Provided data:
▬▬▬

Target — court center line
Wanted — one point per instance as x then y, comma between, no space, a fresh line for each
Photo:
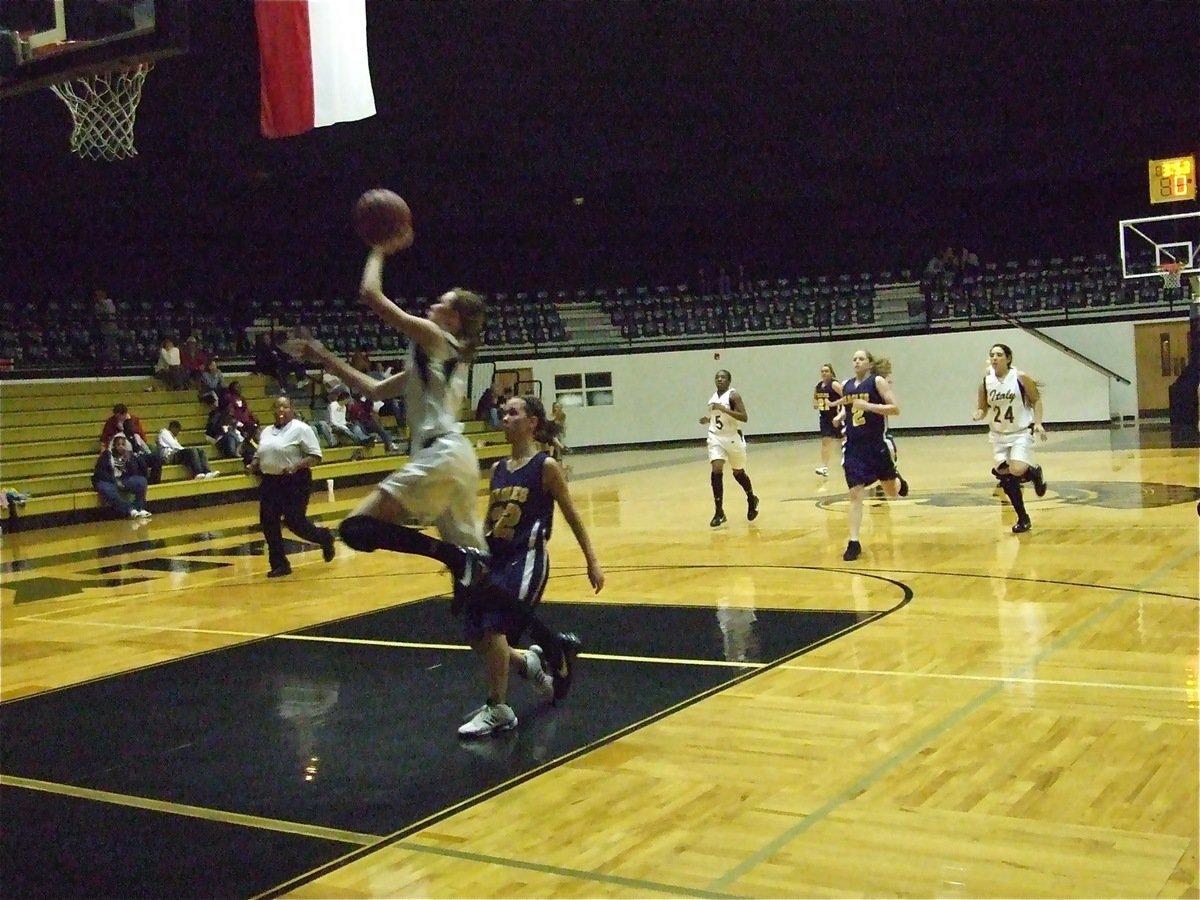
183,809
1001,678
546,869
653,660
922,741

▬▬▬

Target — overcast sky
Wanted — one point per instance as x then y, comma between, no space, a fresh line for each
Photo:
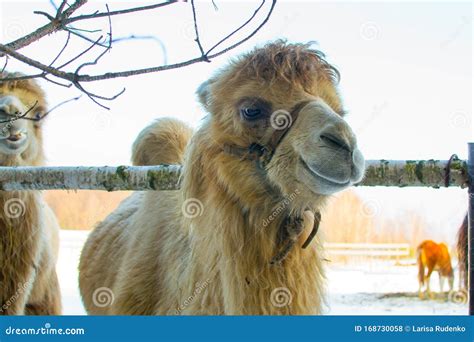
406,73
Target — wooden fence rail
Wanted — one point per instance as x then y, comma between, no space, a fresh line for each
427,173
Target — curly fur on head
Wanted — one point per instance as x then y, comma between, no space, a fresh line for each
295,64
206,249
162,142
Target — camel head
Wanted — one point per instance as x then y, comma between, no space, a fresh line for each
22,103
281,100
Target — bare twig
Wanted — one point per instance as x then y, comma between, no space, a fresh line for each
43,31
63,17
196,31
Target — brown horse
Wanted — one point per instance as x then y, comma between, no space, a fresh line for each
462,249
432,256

▬▬▬

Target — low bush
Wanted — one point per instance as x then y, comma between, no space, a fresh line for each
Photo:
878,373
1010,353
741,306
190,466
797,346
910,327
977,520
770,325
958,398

▬▬▬

Job:
Find each line in the items above that contains the word "head" and copy it out. Matches must have the same uppercase and lowercase letters.

Exercise answer:
Target — curly fur on head
Target — camel head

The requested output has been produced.